# WHAT YOU NEED TO DO
Please reproduce word for word the passage on Albright's Moscow visit, between "The program of" and "the United States.", inclusive.

# PASSAGE PROVIDED
▽
Albright listed steps taken in that direction during her Moscow visit.
Among them:

-- a technology safeguards agreement that establishes firm measures to
protect sensitive American technology on satellites launched by Russia
from the Kazakhstan Space Center.

-- a joint statement condemning the massacre of Kosovar Albanians in
the Kosovo town of Racak. The statement also calls for the killings to
be fully investigated and that those responsible be brought to
justice. It demands that the "Federal Republic of Yugoslavia"
authorities must immediately comply with UN Security Council
resolutions to withdraw Serb forces from Kosovo.

Albright said that she and Foreign Minister Ivanov discussed
extensively missile and nuclear cooperation between Russian entities
and Iran and their joint conviction that Iraq must fully comply with
UN resolutions and end its pursuit of weapons of mass destruction.

Following is the State Department transcript:

(begin transcript)

Secretary of State Madeleine K. Albright and
Russian Foreign Minister Igor Ivanov
Joint Press Conference
Moscow, Russia

January 26, 1999

As released by the Office of the Spokesman
US Department of State

RUSSIAN FOREIGN MINISTER IVANOV: Ladies and gentlemen, the visit to
Russia by the Secretary of State of the United States Madam Albright
is coming to its end. The leadership of our two countries attached
much importance to this visit, considering both the importance of
Russian-American relations in the international context and the
appearance in our relations lately of certain complex moments.

The program of the Secretary of State's visit was a very packed one. I
will only say that this morning Madam Albright had a telephone
conversation with the President of the Russian Federation, Boris
Nikolayevich Yeltsin. They discussed key issues of Russian-American
relations as well as the most pressing international problems. It is
fundamentally important that the adherence of Russia and the United
States to the development of bilateral relations on the basis of
equality, respect and due account of each other's interests was

The main result, therefore, of the visit to Russia by the Secretary of
State is the confirmation of the understanding reached by the
presidents of our two countries at their last meeting in Moscow of the
closeness of the strategic interests of Russia and the United States.

In this context, Madam Albright, on instruction of the President of
the United States, particularly noted that the leadership of the
United States adheres to the development of relations of strategic
partnership with Russia and intends to prevent occasional setbacks to
exert a determining influence on our relations.
△
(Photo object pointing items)
▽
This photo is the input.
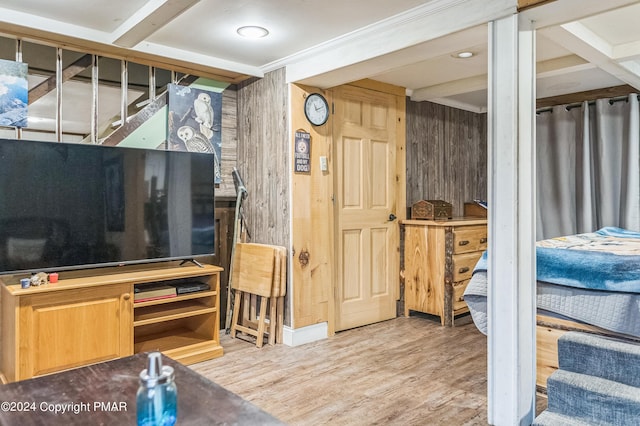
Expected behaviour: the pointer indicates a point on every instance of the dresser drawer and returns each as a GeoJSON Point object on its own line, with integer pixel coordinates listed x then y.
{"type": "Point", "coordinates": [463, 265]}
{"type": "Point", "coordinates": [458, 295]}
{"type": "Point", "coordinates": [469, 238]}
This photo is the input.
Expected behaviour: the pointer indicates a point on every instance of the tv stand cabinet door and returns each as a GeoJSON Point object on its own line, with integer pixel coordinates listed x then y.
{"type": "Point", "coordinates": [70, 328]}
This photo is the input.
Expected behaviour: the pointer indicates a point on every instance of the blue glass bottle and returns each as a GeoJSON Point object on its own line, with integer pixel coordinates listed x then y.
{"type": "Point", "coordinates": [157, 398]}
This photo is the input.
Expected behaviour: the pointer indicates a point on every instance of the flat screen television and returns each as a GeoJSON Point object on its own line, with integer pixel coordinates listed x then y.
{"type": "Point", "coordinates": [71, 205]}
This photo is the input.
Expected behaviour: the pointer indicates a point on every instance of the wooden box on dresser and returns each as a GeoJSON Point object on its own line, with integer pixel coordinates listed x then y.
{"type": "Point", "coordinates": [82, 320]}
{"type": "Point", "coordinates": [439, 257]}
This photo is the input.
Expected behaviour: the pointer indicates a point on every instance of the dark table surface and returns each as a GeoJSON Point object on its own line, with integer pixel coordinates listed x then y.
{"type": "Point", "coordinates": [105, 394]}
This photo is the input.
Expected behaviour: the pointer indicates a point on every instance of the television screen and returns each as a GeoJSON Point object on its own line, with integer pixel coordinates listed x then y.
{"type": "Point", "coordinates": [65, 206]}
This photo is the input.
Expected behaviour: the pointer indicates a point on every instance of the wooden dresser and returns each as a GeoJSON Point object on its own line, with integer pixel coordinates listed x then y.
{"type": "Point", "coordinates": [439, 258]}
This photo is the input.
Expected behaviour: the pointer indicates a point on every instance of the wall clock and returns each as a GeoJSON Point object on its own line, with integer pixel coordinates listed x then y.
{"type": "Point", "coordinates": [316, 109]}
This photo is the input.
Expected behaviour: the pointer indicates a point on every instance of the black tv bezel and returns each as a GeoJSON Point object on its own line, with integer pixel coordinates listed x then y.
{"type": "Point", "coordinates": [115, 264]}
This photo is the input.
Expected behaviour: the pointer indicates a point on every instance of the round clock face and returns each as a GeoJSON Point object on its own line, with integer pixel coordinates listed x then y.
{"type": "Point", "coordinates": [316, 109]}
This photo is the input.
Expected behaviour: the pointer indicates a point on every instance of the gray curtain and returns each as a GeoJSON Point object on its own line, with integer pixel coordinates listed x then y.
{"type": "Point", "coordinates": [588, 167]}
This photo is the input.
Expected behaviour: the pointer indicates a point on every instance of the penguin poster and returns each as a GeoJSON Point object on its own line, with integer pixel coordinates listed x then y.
{"type": "Point", "coordinates": [194, 122]}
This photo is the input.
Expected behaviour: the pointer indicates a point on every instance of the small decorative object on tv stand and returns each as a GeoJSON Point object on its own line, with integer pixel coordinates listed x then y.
{"type": "Point", "coordinates": [101, 321]}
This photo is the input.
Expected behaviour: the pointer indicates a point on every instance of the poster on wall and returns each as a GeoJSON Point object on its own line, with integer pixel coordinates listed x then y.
{"type": "Point", "coordinates": [302, 152]}
{"type": "Point", "coordinates": [14, 93]}
{"type": "Point", "coordinates": [195, 122]}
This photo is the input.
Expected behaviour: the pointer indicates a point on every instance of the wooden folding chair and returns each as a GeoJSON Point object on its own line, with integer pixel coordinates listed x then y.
{"type": "Point", "coordinates": [259, 272]}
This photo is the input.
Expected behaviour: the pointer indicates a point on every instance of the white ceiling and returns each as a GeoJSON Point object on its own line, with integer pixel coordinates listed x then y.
{"type": "Point", "coordinates": [581, 44]}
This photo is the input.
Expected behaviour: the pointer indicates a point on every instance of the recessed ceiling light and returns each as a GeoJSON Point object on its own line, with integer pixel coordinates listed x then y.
{"type": "Point", "coordinates": [464, 55]}
{"type": "Point", "coordinates": [252, 31]}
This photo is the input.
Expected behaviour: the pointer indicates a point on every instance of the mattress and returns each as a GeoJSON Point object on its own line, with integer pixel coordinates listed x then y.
{"type": "Point", "coordinates": [618, 312]}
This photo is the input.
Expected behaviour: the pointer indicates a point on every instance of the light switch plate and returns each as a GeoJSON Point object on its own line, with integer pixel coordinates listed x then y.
{"type": "Point", "coordinates": [323, 164]}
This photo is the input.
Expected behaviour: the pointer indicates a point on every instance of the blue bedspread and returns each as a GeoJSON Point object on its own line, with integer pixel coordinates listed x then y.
{"type": "Point", "coordinates": [608, 259]}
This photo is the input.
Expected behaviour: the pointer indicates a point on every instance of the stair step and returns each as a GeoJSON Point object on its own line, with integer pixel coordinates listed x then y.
{"type": "Point", "coordinates": [600, 356]}
{"type": "Point", "coordinates": [547, 418]}
{"type": "Point", "coordinates": [593, 399]}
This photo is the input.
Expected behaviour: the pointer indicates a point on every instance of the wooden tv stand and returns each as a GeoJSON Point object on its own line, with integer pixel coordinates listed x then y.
{"type": "Point", "coordinates": [83, 320]}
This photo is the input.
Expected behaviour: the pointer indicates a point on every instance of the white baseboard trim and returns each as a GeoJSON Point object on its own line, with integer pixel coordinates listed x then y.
{"type": "Point", "coordinates": [300, 336]}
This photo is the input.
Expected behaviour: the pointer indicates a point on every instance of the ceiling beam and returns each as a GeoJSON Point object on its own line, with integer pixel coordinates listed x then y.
{"type": "Point", "coordinates": [583, 42]}
{"type": "Point", "coordinates": [589, 95]}
{"type": "Point", "coordinates": [336, 62]}
{"type": "Point", "coordinates": [68, 73]}
{"type": "Point", "coordinates": [550, 68]}
{"type": "Point", "coordinates": [559, 12]}
{"type": "Point", "coordinates": [154, 15]}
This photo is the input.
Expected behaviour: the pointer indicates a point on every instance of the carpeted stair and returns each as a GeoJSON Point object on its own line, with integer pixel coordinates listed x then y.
{"type": "Point", "coordinates": [597, 383]}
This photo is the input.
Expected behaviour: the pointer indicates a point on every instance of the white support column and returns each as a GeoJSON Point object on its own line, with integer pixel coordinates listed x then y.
{"type": "Point", "coordinates": [511, 302]}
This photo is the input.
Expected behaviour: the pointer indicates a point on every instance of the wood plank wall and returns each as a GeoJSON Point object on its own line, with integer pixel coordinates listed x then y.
{"type": "Point", "coordinates": [446, 154]}
{"type": "Point", "coordinates": [263, 156]}
{"type": "Point", "coordinates": [263, 160]}
{"type": "Point", "coordinates": [229, 142]}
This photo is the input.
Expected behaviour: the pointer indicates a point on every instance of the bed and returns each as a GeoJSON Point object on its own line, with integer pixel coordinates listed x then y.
{"type": "Point", "coordinates": [587, 282]}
△
# ANSWER TO THE PROBLEM
The program of the Secretary of State's visit was a very packed one. I
will only say that this morning Madam Albright had a telephone
conversation with the President of the Russian Federation, Boris
Nikolayevich Yeltsin. They discussed key issues of Russian-American
relations as well as the most pressing international problems. It is
fundamentally important that the adherence of Russia and the United
States to the development of bilateral relations on the basis of
equality, respect and due account of each other's interests was

The main result, therefore, of the visit to Russia by the Secretary of
State is the confirmation of the understanding reached by the
presidents of our two countries at their last meeting in Moscow of the
closeness of the strategic interests of Russia and the United States.